- TEXT PROVIDED

The David W. Taylor Model Basin (DTMB) is one of the largest ship model basins—test facilities for the development of ship design—in the world. DTMB is a field activity of the Carderock Division of the Naval Surface Warfare Center.

==History==
In 1896, David Watson Taylor designed and supervised construction of the Washington Navy Yard's Experimental Model Basin which was at that time the best facility in the world. That facility was a significant design testing capability before, during, and after World War I. Inadequacies in that facility led the navy to look for a new model capability.

The new navy modeling facility—named for David Taylor—was built in 1939 in today's community of Carderock just west of Bethesda, Maryland in Montgomery County. The Carderock facility contains multiple test basins (towing tanks for models) designed for a variety of testing capabilities. DTMB has strongly influenced naval architecture for 70 years.

==Technical capabilities==
Three adjoining sections comprise the Shallow Water Basin: deep water, shallow water, and a J-shaped turning basin used for steering maneuvers. Its carriage can provide speeds up to 18 knots.

- SUPPLIED DATA
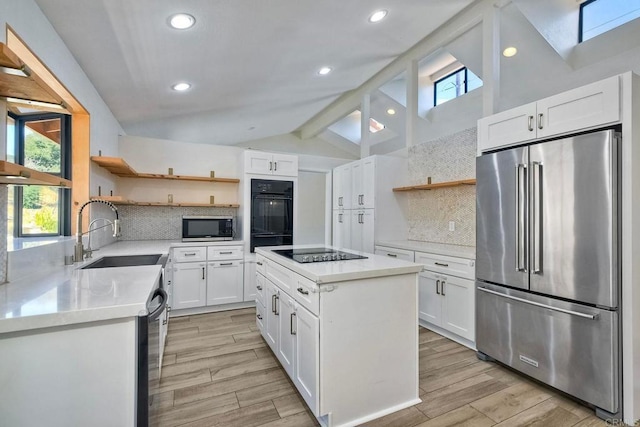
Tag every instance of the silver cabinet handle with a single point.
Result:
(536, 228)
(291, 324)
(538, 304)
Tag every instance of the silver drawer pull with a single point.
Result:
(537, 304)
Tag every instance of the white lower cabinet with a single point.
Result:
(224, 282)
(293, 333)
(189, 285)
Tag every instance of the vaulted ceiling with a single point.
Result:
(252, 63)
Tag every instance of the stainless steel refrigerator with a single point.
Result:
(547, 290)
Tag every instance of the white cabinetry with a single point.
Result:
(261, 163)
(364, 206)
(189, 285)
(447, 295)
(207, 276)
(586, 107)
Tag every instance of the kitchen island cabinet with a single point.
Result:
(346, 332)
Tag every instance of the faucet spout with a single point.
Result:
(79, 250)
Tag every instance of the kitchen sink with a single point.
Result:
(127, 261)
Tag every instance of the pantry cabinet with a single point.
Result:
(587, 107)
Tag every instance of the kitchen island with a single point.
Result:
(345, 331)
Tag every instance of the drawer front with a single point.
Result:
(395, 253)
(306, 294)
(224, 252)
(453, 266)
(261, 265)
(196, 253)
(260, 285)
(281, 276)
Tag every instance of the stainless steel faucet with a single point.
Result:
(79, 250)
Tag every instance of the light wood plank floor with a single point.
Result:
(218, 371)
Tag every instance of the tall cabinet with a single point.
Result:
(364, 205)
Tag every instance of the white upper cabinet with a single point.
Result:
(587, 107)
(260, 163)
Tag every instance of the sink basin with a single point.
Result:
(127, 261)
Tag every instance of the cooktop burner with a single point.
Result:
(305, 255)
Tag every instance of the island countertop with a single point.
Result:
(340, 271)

--

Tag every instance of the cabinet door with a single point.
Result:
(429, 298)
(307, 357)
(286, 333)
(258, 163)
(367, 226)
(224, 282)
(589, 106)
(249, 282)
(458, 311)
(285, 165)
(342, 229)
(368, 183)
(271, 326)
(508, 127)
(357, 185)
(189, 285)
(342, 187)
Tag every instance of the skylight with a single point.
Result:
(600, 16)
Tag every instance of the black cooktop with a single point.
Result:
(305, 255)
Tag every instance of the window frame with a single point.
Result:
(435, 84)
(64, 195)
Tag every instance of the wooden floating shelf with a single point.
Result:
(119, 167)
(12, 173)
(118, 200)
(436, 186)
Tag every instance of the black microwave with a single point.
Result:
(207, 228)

==

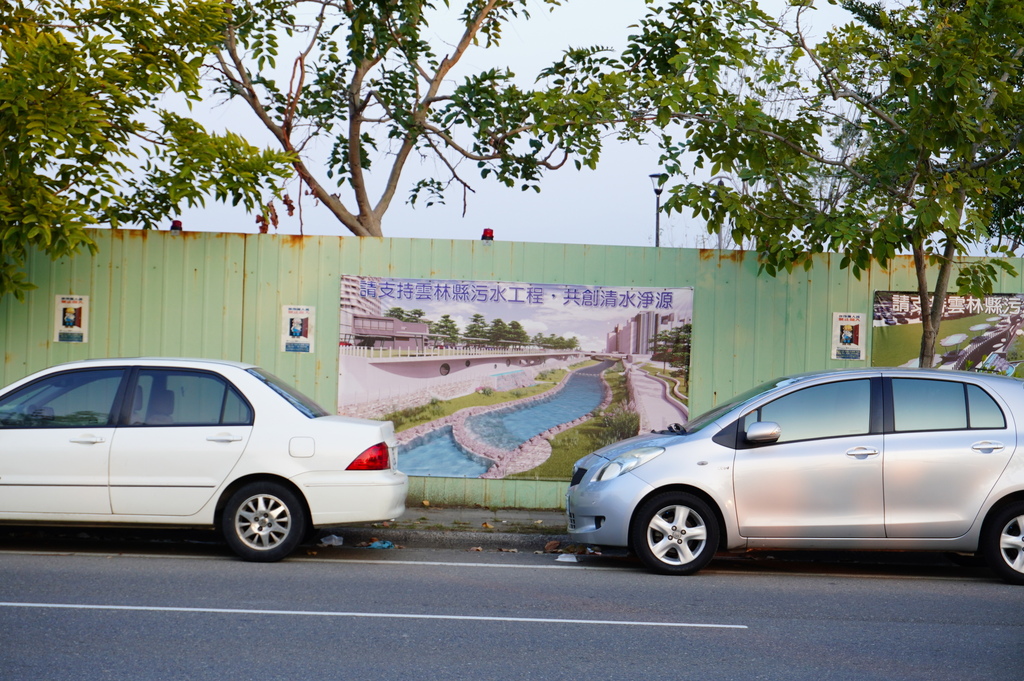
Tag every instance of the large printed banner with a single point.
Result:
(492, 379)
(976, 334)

- TASKS AND EXERCISES
**A)** According to the text on the David W. Taylor Model Basin, in what year was the new navy modeling facility at Carderock built?
**B)** Write the next part of the text on the David W. Taylor Model Basin, picking up after its final sentence.

- EXPECTED RESPONSES
**A)** 1939

**B)**
The Deep Water Basin wavemaker located along the side, and a wave absorbing beach at the other. The wavemaker consists of 216 electro-mechanical panels called wave boards. This capability allows modeling of regular or irregular sea states. Located behind a movable section of the beach is a fitting out dry dock. Its carriage can provide speeds up to 20 knots.

The High-Speed Basin comprises two adjoining sections: a deep water section and a shallow water section. Wavemaking capability exists in this basin, and there are three large underwater viewing windows at different elevations which are set into the wall about mid-length. The high-speed carriages can provide complex motions for the model at speeds up to 50 knots.

==Computing==
The David Taylor Model Basin was an early adopter of computers, and an active site for computer technology. Represented by Betty Holberton, it was one of three government agencies present at the 1959 meeting where the computer language COBOL was created.